→ **Instructions to follow**
Carry on the text about the Nimbus 4 satellite below, beginning right after its last sentence.

→ **Source text**
______________________________

Nimbus 4 was launched on April 8, 1970, by a Thor-Agena rocket from Vandenberg Air Force Base in Lompoc, California, United States. The spacecraft functioned nominally until September 30, 1980. The satellite orbited the Earth once every 1 hour and 47 minutes, at an inclination of 80°. Its perigee was 1,092 km and its apogee was 1,108 km.

==Mission==
The fourth in a series of second-generation meteorological research and development satellites, Nimbus 4 was designed to serve as a stabilized, earth-oriented platform for the testing of advanced meteorological sensor systems, and for collecting meteorological data. The polar-orbiting spacecraft consisted of three major structures: a torus-shaped sensor mount, solar paddles, and the control system housing.

______________________________

→ **Records supplied**

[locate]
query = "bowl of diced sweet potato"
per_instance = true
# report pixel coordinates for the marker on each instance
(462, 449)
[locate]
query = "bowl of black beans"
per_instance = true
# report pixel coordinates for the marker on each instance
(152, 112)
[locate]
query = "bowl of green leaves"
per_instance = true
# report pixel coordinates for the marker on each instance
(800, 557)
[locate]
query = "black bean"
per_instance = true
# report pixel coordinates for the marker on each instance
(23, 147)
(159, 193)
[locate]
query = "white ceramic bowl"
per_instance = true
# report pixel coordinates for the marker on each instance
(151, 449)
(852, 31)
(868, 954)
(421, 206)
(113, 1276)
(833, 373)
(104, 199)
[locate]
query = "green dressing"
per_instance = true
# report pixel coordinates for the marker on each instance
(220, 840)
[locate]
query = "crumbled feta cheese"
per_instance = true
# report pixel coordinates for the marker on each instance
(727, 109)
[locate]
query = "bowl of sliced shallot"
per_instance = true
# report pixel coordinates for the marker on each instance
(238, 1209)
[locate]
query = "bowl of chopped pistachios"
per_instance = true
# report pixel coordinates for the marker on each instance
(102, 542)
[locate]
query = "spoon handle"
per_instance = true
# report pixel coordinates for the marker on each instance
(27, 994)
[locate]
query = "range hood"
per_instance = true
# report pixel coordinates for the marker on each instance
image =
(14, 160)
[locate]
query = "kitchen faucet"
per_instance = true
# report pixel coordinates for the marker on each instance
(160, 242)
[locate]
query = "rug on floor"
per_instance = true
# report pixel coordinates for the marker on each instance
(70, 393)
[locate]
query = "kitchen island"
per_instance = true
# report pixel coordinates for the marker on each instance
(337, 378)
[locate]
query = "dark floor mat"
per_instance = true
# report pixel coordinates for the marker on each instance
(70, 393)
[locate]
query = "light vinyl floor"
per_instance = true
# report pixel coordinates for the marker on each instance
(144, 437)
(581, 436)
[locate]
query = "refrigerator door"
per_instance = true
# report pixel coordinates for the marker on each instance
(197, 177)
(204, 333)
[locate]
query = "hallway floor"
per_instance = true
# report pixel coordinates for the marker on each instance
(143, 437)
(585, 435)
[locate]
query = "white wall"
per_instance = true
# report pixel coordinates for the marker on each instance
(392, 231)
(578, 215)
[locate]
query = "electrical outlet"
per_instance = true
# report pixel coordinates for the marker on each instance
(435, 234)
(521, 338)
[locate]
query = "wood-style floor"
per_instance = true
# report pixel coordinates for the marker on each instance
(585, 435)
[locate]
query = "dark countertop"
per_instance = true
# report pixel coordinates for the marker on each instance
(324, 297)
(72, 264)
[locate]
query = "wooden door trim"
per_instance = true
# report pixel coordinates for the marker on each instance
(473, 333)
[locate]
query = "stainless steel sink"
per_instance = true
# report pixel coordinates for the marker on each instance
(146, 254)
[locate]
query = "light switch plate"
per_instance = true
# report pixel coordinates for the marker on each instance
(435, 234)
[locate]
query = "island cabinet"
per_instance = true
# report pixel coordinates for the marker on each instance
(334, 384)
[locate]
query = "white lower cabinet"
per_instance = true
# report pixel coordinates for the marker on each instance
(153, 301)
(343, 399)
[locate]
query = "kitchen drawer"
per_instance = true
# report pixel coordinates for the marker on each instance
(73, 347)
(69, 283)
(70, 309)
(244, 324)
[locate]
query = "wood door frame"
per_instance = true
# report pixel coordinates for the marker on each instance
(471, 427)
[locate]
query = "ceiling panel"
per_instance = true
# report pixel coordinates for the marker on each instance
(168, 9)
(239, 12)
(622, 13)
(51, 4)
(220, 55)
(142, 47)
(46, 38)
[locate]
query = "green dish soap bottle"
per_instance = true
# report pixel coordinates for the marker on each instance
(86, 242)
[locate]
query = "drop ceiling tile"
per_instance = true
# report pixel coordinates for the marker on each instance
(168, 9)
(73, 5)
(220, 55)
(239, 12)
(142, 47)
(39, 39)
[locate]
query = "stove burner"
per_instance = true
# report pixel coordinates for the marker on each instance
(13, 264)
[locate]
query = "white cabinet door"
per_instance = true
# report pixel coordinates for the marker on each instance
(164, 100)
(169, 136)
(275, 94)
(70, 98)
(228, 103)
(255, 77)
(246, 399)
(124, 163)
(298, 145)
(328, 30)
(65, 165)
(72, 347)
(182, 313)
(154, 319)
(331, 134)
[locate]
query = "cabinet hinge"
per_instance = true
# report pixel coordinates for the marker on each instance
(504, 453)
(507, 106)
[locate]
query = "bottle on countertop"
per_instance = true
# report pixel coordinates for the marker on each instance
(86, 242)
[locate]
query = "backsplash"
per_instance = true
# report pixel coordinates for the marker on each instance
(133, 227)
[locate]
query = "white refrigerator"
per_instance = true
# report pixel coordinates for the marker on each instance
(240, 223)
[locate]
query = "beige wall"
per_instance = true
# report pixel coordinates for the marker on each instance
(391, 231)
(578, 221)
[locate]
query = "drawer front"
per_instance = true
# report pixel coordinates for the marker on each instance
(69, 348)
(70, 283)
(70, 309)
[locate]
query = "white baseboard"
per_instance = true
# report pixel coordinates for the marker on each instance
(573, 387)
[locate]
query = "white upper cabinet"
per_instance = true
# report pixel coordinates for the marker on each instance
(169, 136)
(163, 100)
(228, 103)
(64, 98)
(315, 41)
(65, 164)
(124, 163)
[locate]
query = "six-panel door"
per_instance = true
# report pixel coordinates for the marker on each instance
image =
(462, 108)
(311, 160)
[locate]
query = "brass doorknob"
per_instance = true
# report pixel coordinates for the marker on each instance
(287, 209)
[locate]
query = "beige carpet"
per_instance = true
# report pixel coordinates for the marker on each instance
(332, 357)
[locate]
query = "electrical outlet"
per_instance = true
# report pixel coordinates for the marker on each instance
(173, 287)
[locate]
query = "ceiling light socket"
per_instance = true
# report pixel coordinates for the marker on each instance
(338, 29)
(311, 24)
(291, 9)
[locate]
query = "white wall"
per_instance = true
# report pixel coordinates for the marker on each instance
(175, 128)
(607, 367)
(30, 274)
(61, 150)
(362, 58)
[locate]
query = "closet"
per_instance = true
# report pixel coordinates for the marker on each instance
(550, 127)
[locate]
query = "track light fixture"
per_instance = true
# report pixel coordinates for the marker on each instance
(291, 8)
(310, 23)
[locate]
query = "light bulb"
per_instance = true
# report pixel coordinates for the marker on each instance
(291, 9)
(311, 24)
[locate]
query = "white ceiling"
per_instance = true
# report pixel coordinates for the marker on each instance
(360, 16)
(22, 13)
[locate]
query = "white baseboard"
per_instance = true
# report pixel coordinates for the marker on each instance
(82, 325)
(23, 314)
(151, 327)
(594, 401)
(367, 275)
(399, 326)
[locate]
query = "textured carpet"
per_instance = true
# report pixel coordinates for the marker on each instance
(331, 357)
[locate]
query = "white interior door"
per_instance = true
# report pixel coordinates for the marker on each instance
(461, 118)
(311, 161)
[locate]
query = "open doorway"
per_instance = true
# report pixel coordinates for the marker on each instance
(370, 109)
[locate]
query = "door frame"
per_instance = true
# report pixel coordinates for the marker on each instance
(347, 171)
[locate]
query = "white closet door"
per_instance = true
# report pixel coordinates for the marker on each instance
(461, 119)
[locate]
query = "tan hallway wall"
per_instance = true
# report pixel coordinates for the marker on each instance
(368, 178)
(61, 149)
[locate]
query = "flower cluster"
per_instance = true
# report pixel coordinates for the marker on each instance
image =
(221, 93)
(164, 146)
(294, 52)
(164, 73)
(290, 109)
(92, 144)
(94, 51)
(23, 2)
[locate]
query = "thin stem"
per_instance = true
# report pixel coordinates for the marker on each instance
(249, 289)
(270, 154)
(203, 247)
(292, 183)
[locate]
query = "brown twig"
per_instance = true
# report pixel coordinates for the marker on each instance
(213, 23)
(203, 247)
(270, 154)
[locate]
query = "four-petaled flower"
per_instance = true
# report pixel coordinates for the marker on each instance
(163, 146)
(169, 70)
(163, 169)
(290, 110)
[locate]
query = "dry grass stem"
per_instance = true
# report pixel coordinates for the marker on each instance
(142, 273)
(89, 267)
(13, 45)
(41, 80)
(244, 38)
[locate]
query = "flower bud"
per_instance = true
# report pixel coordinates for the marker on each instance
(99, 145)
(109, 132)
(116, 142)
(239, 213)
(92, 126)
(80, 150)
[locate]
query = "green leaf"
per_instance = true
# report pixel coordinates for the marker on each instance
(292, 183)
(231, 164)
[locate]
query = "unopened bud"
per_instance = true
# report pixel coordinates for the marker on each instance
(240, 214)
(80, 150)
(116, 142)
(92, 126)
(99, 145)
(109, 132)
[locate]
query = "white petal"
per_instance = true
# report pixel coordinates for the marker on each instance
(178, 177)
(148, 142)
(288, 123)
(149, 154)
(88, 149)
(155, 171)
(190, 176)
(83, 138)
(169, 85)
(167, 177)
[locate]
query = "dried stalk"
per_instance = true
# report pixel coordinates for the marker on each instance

______________________________

→ **Exercise output**
The solar paddles and the control system were connected to the sensor mount by a truss structure, giving the satellite the appearance of an ocean buoy. Nimbus 4 was nearly 3.7 m tall, 1.45 m in diameter at the base, and about 3 m across with solar paddles extended. The torus-shaped sensor mount, which formed the satellite base, housed the electronics equipment and battery modules. The lower surface of the torus ring provided mounting space for sensors and telemetry antennas. An H-frame structure mounted within the center of the torus provided support for the larger experiments and tape recorders. Mounted on the control system housing, which was on top of the spacecraft, were Sun sensors, horizon scanners, gas nozzles for attitude control, and a command antenna. Use of an advanced attitude-control subsystem permitted the spacecraft's orientation to be controlled to within plus or minus 1 degree for all three axes (pitch, roll, yaw)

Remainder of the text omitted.